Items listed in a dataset
++++++++++

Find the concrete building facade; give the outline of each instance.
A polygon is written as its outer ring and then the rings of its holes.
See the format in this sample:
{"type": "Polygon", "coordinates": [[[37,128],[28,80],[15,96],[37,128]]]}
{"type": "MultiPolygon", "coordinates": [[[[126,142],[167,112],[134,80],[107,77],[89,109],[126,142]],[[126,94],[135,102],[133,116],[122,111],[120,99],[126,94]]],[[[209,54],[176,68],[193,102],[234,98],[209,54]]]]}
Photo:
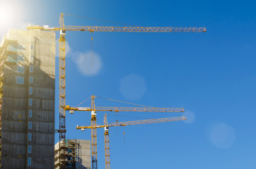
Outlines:
{"type": "Polygon", "coordinates": [[[10,30],[0,43],[1,168],[54,168],[55,33],[10,30]]]}
{"type": "Polygon", "coordinates": [[[59,156],[65,156],[66,168],[91,169],[91,141],[66,139],[65,154],[60,154],[59,142],[54,146],[54,168],[59,169],[59,156]]]}

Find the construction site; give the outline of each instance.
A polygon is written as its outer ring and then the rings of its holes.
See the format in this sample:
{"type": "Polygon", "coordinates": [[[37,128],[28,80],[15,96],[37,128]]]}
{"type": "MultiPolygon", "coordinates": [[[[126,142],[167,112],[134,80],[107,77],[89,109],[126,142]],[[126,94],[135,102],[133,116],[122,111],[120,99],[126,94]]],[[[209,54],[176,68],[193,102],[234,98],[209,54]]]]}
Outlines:
{"type": "Polygon", "coordinates": [[[66,96],[66,71],[69,68],[66,68],[65,37],[71,31],[201,33],[206,31],[205,27],[74,26],[64,24],[64,13],[59,15],[59,27],[30,25],[27,30],[10,29],[1,41],[1,168],[97,169],[97,129],[103,128],[105,167],[110,169],[111,158],[108,131],[112,127],[187,120],[182,115],[107,123],[109,112],[183,113],[185,108],[156,108],[137,104],[136,107],[99,107],[95,106],[95,99],[99,97],[94,95],[88,98],[91,103],[87,107],[66,105],[66,99],[69,96],[66,96]],[[55,39],[59,36],[59,49],[57,50],[59,51],[57,68],[59,75],[55,77],[55,50],[57,46],[55,39]],[[55,89],[55,81],[59,82],[57,89],[55,89]],[[55,101],[55,90],[59,90],[59,110],[54,107],[55,102],[57,102],[55,101]],[[54,115],[57,111],[59,116],[54,115]],[[91,125],[78,125],[76,128],[81,131],[91,130],[91,140],[66,137],[69,131],[66,128],[66,114],[72,115],[78,111],[91,113],[91,125]],[[97,123],[98,112],[106,113],[104,124],[97,123]],[[55,121],[59,121],[59,128],[54,128],[55,121]],[[59,140],[54,140],[54,134],[59,135],[59,140]]]}

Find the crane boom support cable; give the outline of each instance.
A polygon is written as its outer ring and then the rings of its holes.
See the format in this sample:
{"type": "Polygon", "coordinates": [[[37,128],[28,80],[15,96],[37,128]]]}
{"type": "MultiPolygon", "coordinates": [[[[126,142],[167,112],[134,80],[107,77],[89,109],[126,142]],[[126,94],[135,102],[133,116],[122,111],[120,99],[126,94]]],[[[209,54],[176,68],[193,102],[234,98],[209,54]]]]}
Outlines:
{"type": "Polygon", "coordinates": [[[115,24],[120,24],[120,25],[128,25],[128,26],[136,26],[136,25],[132,25],[127,24],[127,23],[116,23],[116,22],[112,22],[112,21],[109,21],[109,20],[105,20],[84,17],[84,16],[78,16],[78,15],[71,15],[71,14],[65,14],[65,15],[69,15],[69,16],[74,16],[74,17],[77,17],[77,18],[84,18],[84,19],[94,20],[101,21],[101,22],[105,22],[105,23],[115,23],[115,24]]]}
{"type": "Polygon", "coordinates": [[[141,104],[132,104],[132,103],[126,102],[126,101],[123,101],[115,100],[115,99],[108,99],[108,98],[102,97],[102,96],[96,96],[96,97],[98,97],[98,98],[100,98],[100,99],[106,99],[106,100],[111,100],[111,101],[117,101],[117,102],[121,102],[121,103],[124,103],[124,104],[129,104],[136,105],[136,106],[139,106],[155,108],[155,107],[141,105],[141,104]]]}

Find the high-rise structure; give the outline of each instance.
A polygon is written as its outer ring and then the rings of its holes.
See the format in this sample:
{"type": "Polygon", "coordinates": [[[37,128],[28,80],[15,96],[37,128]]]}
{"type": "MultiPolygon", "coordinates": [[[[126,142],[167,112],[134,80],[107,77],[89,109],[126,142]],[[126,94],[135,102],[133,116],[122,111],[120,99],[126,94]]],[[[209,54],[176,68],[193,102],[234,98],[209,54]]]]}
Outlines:
{"type": "Polygon", "coordinates": [[[91,168],[90,140],[63,139],[61,142],[65,142],[66,151],[64,154],[59,151],[59,142],[55,144],[55,169],[59,169],[59,156],[65,156],[66,168],[91,168]]]}
{"type": "Polygon", "coordinates": [[[1,168],[54,168],[55,33],[10,30],[0,43],[1,168]]]}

++++++++++

**Directions for this task**: Copy every line of the listing, starting at the line with "Find the high-rise" and continuing through the end of the listing. Multiply each coordinate in the outlines given as answers by 0.75, rounding to whole numbers with halves rounded up, and leave the numbers in the requests and their format samples unchanged.

**Task solution**:
Find the high-rise structure; give the outline of each instance.
A polygon is written as its outer ring and then the rings of its holes.
See the format in this sample:
{"type": "Polygon", "coordinates": [[[37,128],[28,80],[15,96],[37,128]]]}
{"type": "MultiPolygon", "coordinates": [[[[126,142],[167,112],[134,80],[107,77],[89,109],[126,142]],[[126,94],[135,102],[133,116],[122,111],[120,99],[126,94]]],[[[209,54],[176,68],[193,102],[234,98],[209,54]]]]}
Outlines:
{"type": "Polygon", "coordinates": [[[68,126],[68,105],[47,104],[46,107],[49,107],[50,113],[48,116],[44,113],[44,107],[41,108],[41,127],[44,127],[44,117],[49,117],[50,126],[68,126]]]}
{"type": "Polygon", "coordinates": [[[1,126],[41,126],[41,25],[8,23],[0,32],[1,126]]]}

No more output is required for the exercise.